▶ [Objetivo a]:
Quais linhas dos registros contêm a palavra "segment"? Destaque e copie cada uma delas, diferenciando maiúsculas de minúsculas.

▶ [Texto]:

────────────────────────────────────────

Mais um vinho da série: “Castas novas que eu descobri”. E
mais uma vez direi, mesmo que soe redundante: é um grande prazer descobri novas
cepas, ter novas e inesquecíveis experiências sensoriais. E essa nova
“descoberta” me trouxe algumas reflexões.
Ainda existe, o que é uma pena, alguma resistência com
relação aos vinhos brancos no Brasil. Uma espécie de triste rejeição construída
por uma edificação calcada no preconceito. Já ouvi e li muitos comentários
acerca disso tudo, entre eles temos: Ah vinho branco não tem expressão ou ainda
aquele: vinho branco é para iniciantes ou são bebidas direcionadas ao público
feminino ou coisa que o valha.
Lembro-me que na minha iniciação no mundo do vinho eu também
criei uma resistência, uma dificuldade em entender as propostas dos brancos, as
harmonizações, uma rejeição construída com base na desinformação.
Mas ao longo do tempo o vinho branco foi adentrando, devagar,
é verdade, a minha adega e as experiências sensoriais com eles foi se tornando
uma constante. E descobri que, como os tintos, os brancos também tem um leque
infindável de propostas, que vai dos leves, delicados, simples, aos mais
elaborados, complexos e encorpados.
Infelizmente, talvez esteja equivocado, poucos são os brancos
ofertados no Brasil com a proposta mais encorpada, de rótulos complexos, mas o
vinho que escolhi traz um branco com a estrutura de um tinto, de uma casta que
na década de 1960 esteve a beira da extinção, por conta da philloxera e hoje
figura a minha taça, inundando de expectativa esse momento de degustação, de
celebração do vinho. Falo da Viognier.
Ela é oriunda do norte do Côtes do Rhône, mas o rótulo de
hoje veio da minha região favorita do Uruguai: Canelones. Quando o comprei,
algum tempo atrás, eu perguntei a um especialista em vinhos, não sei quanto
tempo, aproximadamente, talvez há um ou dois anos atrás, onde a Viognier era
mais conhecida e ele me disse que era a França que hoje entendo que é por
razões óbvias. E perguntei se o Uruguai tinha tradição na produção da cepa e
ele me disse que não.

────────────────────────────────────────

▶ [Objetivo b]:
Dê continuidade ao texto sobre o Viognier de Canelones, começando logo após a última frase.

────────────────────────────────────────

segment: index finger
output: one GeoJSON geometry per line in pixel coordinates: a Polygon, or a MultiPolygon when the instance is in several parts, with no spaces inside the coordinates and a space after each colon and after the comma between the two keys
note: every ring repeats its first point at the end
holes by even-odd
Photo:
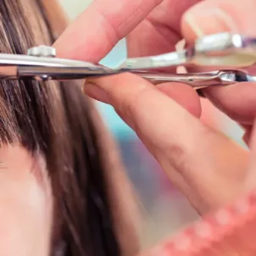
{"type": "Polygon", "coordinates": [[[56,41],[58,56],[97,62],[163,0],[95,0],[56,41]]]}

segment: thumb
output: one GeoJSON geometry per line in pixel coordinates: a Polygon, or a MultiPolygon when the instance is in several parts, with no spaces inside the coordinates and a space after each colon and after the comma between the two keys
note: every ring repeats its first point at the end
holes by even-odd
{"type": "Polygon", "coordinates": [[[200,2],[183,15],[182,31],[189,42],[199,36],[225,31],[255,36],[255,0],[200,2]]]}

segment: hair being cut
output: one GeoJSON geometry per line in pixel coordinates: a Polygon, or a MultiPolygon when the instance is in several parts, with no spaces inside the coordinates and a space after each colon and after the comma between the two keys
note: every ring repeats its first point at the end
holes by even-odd
{"type": "MultiPolygon", "coordinates": [[[[54,35],[39,0],[0,2],[0,52],[25,54],[54,35]]],[[[55,199],[52,255],[120,255],[92,105],[74,82],[0,81],[1,145],[42,154],[55,199]]]]}

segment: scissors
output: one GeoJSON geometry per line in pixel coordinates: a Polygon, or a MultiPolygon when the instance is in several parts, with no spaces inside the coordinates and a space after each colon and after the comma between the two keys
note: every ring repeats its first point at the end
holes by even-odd
{"type": "Polygon", "coordinates": [[[193,46],[181,51],[127,58],[114,69],[84,61],[56,58],[56,50],[47,46],[31,47],[28,49],[27,55],[0,53],[0,79],[64,81],[131,72],[154,84],[180,81],[198,89],[256,81],[256,76],[239,70],[253,66],[255,62],[256,37],[220,33],[199,38],[193,46]],[[187,74],[156,71],[160,68],[178,66],[210,66],[216,69],[221,66],[227,69],[187,74]]]}

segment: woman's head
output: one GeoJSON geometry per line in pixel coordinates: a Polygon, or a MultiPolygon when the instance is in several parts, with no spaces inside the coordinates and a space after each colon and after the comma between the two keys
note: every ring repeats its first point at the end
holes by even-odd
{"type": "MultiPolygon", "coordinates": [[[[53,42],[43,3],[1,1],[1,53],[53,42]]],[[[1,254],[120,255],[92,111],[75,83],[0,81],[1,254]]]]}

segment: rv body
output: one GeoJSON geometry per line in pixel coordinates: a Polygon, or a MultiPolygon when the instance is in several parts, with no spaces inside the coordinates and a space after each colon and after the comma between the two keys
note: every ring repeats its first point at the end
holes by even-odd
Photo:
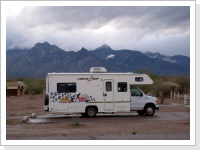
{"type": "MultiPolygon", "coordinates": [[[[97,69],[98,70],[98,69],[97,69]]],[[[155,97],[146,96],[134,85],[152,84],[146,74],[48,73],[45,111],[80,113],[89,117],[97,113],[137,111],[153,115],[159,109],[155,97]]]]}

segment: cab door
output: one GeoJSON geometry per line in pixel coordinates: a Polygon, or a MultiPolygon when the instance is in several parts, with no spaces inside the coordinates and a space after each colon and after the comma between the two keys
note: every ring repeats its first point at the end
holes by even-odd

────────────────────────────────────────

▶ [Resultado final a]:
segment: index finger
segment: thumb
segment: hair being cut
segment: scissors
segment: woman's head
segment: rv body
segment: cab door

▶ [Resultado final b]:
Bem o fato é que hoje a produção da casta no Cone Sul está
crescendo e não estou baseando o meu comentário com base em números, mas apenas
observando alguns rótulos da Viognier no próprio Uruguai e também na Argentina.
Sem mais delongas o vinho que degustei e gostei é deveras aromático, deveras encorpado, saboroso e cheio de frutas brancas tropicais, ele vem da região uruguaia de Canelones e se chama Pueblo del Sol um 100% Viognier da safra 2017. Um rótulo da tradicional Família Deicas, sinônimo de vitivinicultura. Mas já que estamos falando de história e tradição, falemos da Viognier e também da região de Canelones.
A hedonista Viognier
A Viognier é uma variedade de origem francesa, muito ligada
ao Rhône, mas, graças às suas características aromáticas e estruturais, além de
ser uma ótima “parceira” de outras castas brancas em blends, espalhou-se por
diversas partes do mundo, gerando vinhos excepcionais.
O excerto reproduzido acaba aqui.